TEXT:
Being a serial entrepreneur is not a title, it’s how you live. But it’s not a title. You are not in the business of entrepreneurship are you?

So what are you in the business of? What are you actually building and selling?

You need to have real products, real services. A real company that does real business.

Entrepreneurship is about mentality, drive and lifestyle. It doesn’t have a job description or tasks.

You have to make money

By definition, business is:

the purchase and sale of goods or services in an attempt to make a profit.

the commercial activity of making, buying, or selling goods or providing services in exchange for money.

In order to have a business, to be a business owner, to be considered an entrepreneur? You have to make money. That’s the whole point.

Not to say it’s the only point or that you must only be concerned with money.

However, in this day and age more and more entrepreneurs are popping up with business that have no plan to actually do what businesses are supposed to do, make money.

No revenue plan. No monetization strategy. No way of convincing anyone to pay for something.

Your focus should be on making money.

Not just raising money.

The most priceless investment in the world? It’s not an angel investor, not a VC, not negotiating the best term sheet.

The most priceless investor in your business is and will always be: A customer.

So many guys are building their businesses solely to sound exciting generate hype and bring in an investor. Not a business that can actually make revenue day one.

STORED ROWS:

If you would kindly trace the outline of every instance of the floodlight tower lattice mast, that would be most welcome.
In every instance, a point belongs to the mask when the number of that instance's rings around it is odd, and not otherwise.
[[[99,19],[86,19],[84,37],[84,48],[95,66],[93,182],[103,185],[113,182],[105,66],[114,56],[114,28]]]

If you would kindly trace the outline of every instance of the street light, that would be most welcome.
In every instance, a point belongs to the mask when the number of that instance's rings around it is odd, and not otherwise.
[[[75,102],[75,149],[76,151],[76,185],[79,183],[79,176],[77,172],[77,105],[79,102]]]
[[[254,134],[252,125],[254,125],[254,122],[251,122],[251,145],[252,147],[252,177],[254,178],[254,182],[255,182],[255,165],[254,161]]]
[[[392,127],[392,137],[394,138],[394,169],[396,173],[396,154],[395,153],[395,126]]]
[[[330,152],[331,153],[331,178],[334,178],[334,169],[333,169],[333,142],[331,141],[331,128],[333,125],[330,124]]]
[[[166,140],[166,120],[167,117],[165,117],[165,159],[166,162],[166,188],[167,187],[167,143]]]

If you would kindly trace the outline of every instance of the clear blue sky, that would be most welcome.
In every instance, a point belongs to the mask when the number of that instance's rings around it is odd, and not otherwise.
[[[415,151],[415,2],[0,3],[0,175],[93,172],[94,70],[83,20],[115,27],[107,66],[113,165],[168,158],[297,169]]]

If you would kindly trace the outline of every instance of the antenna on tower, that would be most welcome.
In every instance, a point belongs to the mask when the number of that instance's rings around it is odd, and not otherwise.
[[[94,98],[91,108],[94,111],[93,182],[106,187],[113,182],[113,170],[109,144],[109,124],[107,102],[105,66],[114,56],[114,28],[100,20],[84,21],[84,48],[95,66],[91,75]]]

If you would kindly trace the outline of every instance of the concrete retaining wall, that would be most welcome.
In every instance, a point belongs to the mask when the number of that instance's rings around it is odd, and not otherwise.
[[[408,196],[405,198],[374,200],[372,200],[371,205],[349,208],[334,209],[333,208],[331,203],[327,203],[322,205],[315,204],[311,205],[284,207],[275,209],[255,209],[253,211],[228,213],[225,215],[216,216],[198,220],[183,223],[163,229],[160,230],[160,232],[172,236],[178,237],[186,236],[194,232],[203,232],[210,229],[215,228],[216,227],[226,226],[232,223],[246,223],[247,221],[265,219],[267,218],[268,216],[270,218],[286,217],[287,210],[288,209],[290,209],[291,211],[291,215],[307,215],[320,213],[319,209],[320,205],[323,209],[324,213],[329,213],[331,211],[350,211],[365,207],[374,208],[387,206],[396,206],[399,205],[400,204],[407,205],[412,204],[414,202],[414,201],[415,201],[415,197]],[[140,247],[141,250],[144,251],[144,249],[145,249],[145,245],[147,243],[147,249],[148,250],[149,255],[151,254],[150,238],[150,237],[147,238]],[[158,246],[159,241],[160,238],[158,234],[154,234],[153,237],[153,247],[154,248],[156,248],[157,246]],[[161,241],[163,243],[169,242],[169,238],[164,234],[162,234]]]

WHAT IS REQUIRED: According to the text on entrepreneurship, who is the most priceless investor in a business?

WRITTEN ANSWER: A customer.